▸ Reading passage:
++++++++

After January 6 Riot, More Americans Think Violent Language Inspires Violent Action
In the aftermath of the January 6 riot at the U.S. Capitol that was stoked by calls to fight to keep Donald Trump in office, 60% of Americans say that harsh and violent language in politics contributes “a lot” to violent actions in society. An additional 30% say it contributes a little, and only 9% say harsh and violent political language does not contribute at all to violent action.This is a distinct change from September 2020, when a slim majority (51%) said harsh and violent political language contributes a lot to violent actions, 32% said it contributes a little, and 16% said there was no link. Responses to this question in 2019 were similar to those recorded in 2020.
Democrats are more likely than Republicans to say that harsh and violent language contributes a lot to violent actions (79% vs. 37%), but the increase in this viewpoint over the last few months has occurred across the political spectrum. In the fall of 2020, 72% of Democrats and 31% of Republicans said violent language contributes a lot to violent action. Independents’ responses track with those of all Americans, rising from 51% in 2020 to 61% now.
Hispanic Americans have become more likely to say that harsh and violent language contributes a lot to violent actions, increasing from 54% in 2020 to 71% now, and white Americans jumped from 46% in 2020 to a majority (55%) now. The increase among white Americans is similar regardless of education level: Those without a four-year college degree increased from 43% in 2020 to 51% now, and those with a four-year college degree or more increased from 52% in 2020 to 63% now. Black Americans have held steady, with about two-thirds saying violent language contributes a lot to violent actions both now (66%) and in 2020 (64%).
More Americans Think Trump Encouraged White Supremacist Groups
Americans have also become more likely to say that Trump’s decisions and behavior as president have encouraged white supremacist groups since the January 6 riot, which was at least partially organized and carried out by white supremacist groups. More than six in ten Americans (64%) now say that Trump has encouraged white supremacist groups, compared to 57% in September 2020. Now only 4% say Trump has discouraged white supremacist groups (compared to 7% in 2020), and 30% say his decisions and behavior have had no effect either way (compared to 35% in 2020). These numbers had been stable from 2018 through 2020.
More than nine in ten Democrats (92%) say Trump has encouraged white supremacist groups, a slight increase from 88% in September 2020. Almost two-thirds of independents (66%) agree, an increase from 59% in 2020. Although only one in four Republicans (25%) say Trump has encouraged white supremacists, that is a statistically significant increase from 18% in September 2020. Still, nearly two-thirds of Republicans (66%) say Trump’s actions have not had an effect, either way, a similar share to the 70% who said the same in September 2020.

++++++++

▸ Entries supplied:

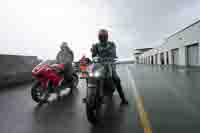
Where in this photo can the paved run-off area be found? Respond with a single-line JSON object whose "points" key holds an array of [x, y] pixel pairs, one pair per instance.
{"points": [[161, 100]]}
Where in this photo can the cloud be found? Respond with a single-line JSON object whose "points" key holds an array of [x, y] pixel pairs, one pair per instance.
{"points": [[38, 27]]}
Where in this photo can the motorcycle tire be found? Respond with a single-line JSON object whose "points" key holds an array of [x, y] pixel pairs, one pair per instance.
{"points": [[76, 81], [92, 111], [39, 98]]}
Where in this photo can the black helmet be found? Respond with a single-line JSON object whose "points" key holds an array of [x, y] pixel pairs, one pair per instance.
{"points": [[103, 35]]}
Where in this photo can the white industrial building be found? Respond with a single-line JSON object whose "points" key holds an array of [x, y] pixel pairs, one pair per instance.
{"points": [[181, 48]]}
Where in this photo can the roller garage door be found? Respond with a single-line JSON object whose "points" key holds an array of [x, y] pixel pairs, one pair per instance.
{"points": [[175, 56], [193, 55]]}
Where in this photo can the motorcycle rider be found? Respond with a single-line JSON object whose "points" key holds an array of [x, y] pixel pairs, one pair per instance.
{"points": [[66, 56], [103, 49]]}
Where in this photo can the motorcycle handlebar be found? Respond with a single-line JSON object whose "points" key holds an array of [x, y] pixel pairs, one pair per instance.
{"points": [[104, 60]]}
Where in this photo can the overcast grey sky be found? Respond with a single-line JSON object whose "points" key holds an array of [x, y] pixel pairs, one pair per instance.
{"points": [[37, 27]]}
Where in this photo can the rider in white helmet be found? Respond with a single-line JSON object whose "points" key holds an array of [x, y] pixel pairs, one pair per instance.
{"points": [[66, 56]]}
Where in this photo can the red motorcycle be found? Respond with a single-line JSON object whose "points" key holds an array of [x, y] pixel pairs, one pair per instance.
{"points": [[49, 79]]}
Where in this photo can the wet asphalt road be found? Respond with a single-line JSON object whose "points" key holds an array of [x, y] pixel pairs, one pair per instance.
{"points": [[170, 99]]}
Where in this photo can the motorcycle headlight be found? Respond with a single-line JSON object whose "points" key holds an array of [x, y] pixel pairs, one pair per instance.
{"points": [[91, 74], [96, 74]]}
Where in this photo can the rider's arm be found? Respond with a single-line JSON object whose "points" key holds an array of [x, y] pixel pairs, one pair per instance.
{"points": [[72, 54], [112, 51], [94, 50]]}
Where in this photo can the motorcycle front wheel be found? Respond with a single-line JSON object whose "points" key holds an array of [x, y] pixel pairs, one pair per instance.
{"points": [[39, 94], [93, 105]]}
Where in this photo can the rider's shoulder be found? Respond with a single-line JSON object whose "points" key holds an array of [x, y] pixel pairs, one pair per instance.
{"points": [[111, 43]]}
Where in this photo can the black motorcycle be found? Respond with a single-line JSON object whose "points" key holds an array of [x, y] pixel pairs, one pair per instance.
{"points": [[99, 85]]}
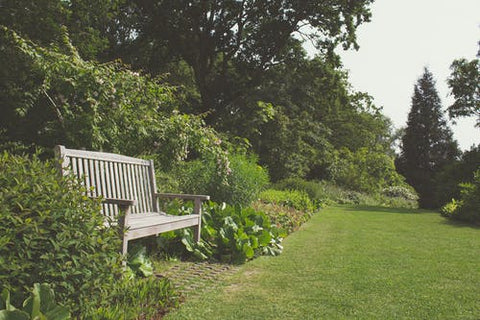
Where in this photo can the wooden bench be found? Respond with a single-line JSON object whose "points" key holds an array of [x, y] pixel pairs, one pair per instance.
{"points": [[129, 192]]}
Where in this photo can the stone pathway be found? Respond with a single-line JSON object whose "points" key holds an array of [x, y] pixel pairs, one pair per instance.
{"points": [[191, 278]]}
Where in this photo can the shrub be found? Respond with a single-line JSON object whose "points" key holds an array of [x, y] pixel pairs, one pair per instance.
{"points": [[241, 187], [468, 207], [50, 232], [229, 234], [291, 198], [286, 218], [314, 189], [404, 192], [138, 298], [39, 305]]}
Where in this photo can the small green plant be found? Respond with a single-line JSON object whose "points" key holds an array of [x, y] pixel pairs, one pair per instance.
{"points": [[242, 185], [137, 298], [291, 198], [40, 305], [138, 262], [230, 234], [50, 232]]}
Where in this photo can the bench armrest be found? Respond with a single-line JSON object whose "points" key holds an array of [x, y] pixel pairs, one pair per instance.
{"points": [[120, 202], [182, 196]]}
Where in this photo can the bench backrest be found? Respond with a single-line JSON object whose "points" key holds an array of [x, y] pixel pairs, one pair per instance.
{"points": [[112, 176]]}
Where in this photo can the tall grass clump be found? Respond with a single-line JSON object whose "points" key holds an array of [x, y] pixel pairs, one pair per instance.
{"points": [[241, 186]]}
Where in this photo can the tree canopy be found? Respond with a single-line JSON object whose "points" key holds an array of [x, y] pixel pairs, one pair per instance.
{"points": [[427, 145]]}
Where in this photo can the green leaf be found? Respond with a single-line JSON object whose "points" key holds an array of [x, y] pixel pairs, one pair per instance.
{"points": [[248, 251], [58, 313], [265, 238], [13, 315]]}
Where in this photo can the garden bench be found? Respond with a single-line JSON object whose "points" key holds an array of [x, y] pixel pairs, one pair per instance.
{"points": [[128, 191]]}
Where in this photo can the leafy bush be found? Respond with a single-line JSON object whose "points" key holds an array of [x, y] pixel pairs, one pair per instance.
{"points": [[314, 189], [404, 192], [291, 198], [242, 185], [286, 218], [51, 233], [229, 234], [468, 207], [138, 262], [39, 305], [364, 170], [138, 298]]}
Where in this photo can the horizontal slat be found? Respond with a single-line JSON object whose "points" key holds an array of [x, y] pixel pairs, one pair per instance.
{"points": [[152, 225], [103, 156], [182, 196]]}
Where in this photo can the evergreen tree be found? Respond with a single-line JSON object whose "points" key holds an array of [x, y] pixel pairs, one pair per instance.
{"points": [[427, 145]]}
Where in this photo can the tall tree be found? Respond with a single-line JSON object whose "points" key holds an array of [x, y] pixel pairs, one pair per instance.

++++++++

▸ Requests:
• A. In the passage on the January 6 riot, print the part running from "More Americans Think Trump" up to and including "2018 through 2020.".
• B. For each statement, say yes or no according to the passage on the January 6 riot, and quote the words that decide it: (i) In September 2020, 16% of Americans saw no link between harsh political language and violent action. (ii) Since 2020, the share of Black Americans saying violent language contributes a lot to violent actions has risen sharply. (iii) Most Republicans now say Trump has encouraged white supremacist groups.

▸ Results of the tasks:
• A.
More Americans Think Trump Encouraged White Supremacist Groups
Americans have also become more likely to say that Trump’s decisions and behavior as president have encouraged white supremacist groups since the January 6 riot, which was at least partially organized and carried out by white supremacist groups. More than six in ten Americans (64%) now say that Trump has encouraged white supremacist groups, compared to 57% in September 2020. Now only 4% say Trump has discouraged white supremacist groups (compared to 7% in 2020), and 30% say his decisions and behavior have had no effect either way (compared to 35% in 2020). These numbers had been stable from 2018 through 2020.

• B.
(i) Yes: "16% said there was no link."
(ii) No: "Black Americans have held steady."
(iii) No: "only one in four Republicans (25%) say Trump has encouraged white supremacists."